:: TASK TO CARRY OUT ::
In your answer, set down the records below exactly as they stand, omitting pictures.

:: PROVIDED RECORDS ::
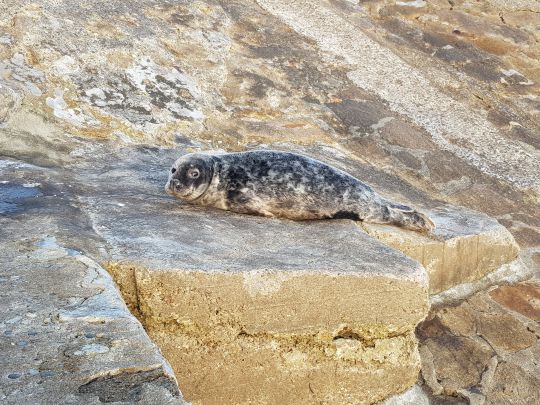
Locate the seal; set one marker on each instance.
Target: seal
(285, 185)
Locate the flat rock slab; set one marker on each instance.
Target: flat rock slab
(466, 246)
(317, 311)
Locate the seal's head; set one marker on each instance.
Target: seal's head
(190, 176)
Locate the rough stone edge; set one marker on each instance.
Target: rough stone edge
(413, 396)
(508, 273)
(110, 294)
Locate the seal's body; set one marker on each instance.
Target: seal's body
(283, 184)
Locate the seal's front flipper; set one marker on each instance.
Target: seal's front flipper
(409, 218)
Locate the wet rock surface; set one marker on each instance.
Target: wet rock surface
(432, 103)
(485, 350)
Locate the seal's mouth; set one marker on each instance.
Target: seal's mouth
(173, 189)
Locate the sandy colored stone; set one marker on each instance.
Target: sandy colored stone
(328, 327)
(466, 246)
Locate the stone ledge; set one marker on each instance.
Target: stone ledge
(318, 311)
(466, 246)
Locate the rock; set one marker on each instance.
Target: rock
(481, 351)
(432, 103)
(466, 246)
(66, 334)
(288, 316)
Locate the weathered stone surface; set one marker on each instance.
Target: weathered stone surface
(65, 333)
(481, 351)
(430, 102)
(466, 246)
(279, 309)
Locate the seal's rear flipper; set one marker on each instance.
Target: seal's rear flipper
(407, 217)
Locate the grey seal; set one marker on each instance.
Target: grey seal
(286, 185)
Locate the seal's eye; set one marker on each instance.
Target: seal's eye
(193, 173)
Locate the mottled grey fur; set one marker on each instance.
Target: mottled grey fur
(283, 184)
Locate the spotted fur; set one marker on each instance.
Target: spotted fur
(283, 184)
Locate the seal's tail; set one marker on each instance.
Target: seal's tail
(409, 218)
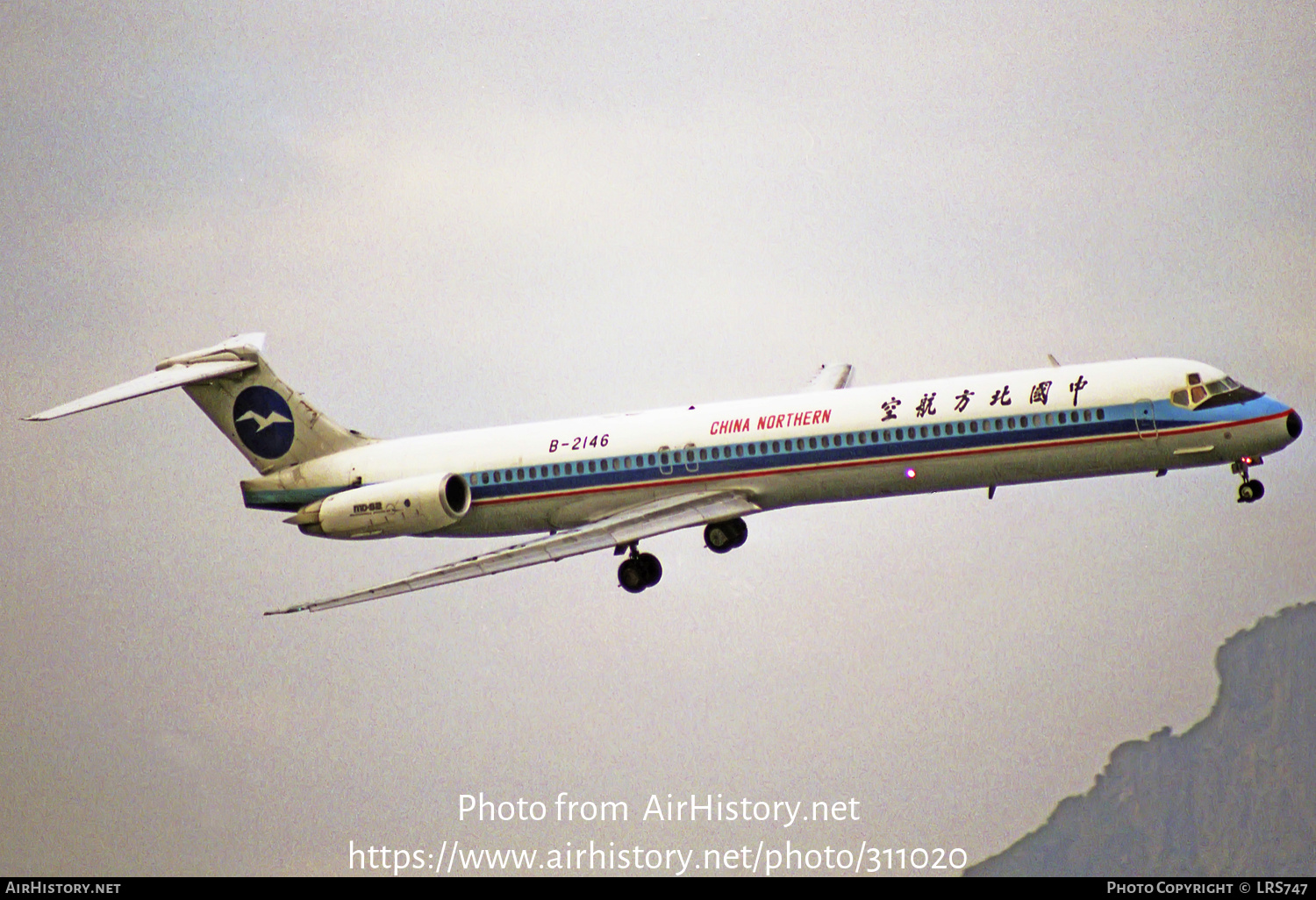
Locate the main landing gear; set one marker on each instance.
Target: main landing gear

:: TASK RESPONSE ::
Locate the seal; set one marker on each instance.
Target: seal
(285, 185)
Locate the flat rock slab; set one marker on each instance.
Target: flat rock slab
(466, 246)
(317, 311)
Locate the seal's head; set one marker on each instance.
Target: seal's head
(190, 176)
Locate the rough stone edge; set one marker on each instance.
Target: rough stone edge
(413, 396)
(508, 273)
(110, 294)
Locate the seal's body; set one marker on each instance.
Target: seal's body
(283, 184)
Locate the seal's front flipper; set one marker on each instance.
Target: seal's front flipper
(409, 218)
Locate the wet rock surface; set one marker on each instance.
Target: wet rock surface
(432, 103)
(485, 350)
Locate the seal's mouth; set one marker on each instance.
Target: seal's mouth
(173, 189)
Locate the sandy colored stone; set one marker on each instance.
Target: sandy colored stone
(328, 327)
(466, 246)
Locate the stone ledge; set one marker on each instance.
Target: stone ledge
(318, 311)
(466, 246)
Locate the rock; set one marker on each instance.
Target: rock
(481, 351)
(432, 103)
(466, 246)
(66, 334)
(288, 316)
Locate the weathered stone surface; set one marker on each instance.
Target: weathered stone surface
(65, 333)
(481, 351)
(430, 102)
(466, 246)
(279, 309)
Locate the seal's rear flipper; set one marker on each instance.
Target: seal's rear flipper
(407, 217)
Locate the grey seal; set one marker on each instance.
Target: grey seal
(286, 185)
Locate the seal's eye; set one marker on each instance.
Target: seal's eye
(193, 173)
Locate the mottled grey fur; set one marker on each instance.
Target: mottled grey fur
(283, 184)
Locate the spotted fur; set one marker on each instance.
Target: spotted fur
(283, 184)
Locate the seal's tail; set one marker on each instance.
Target: seal's tail
(409, 218)
Locate the main landing gear; set one marker on each instance.
Target: main landing gear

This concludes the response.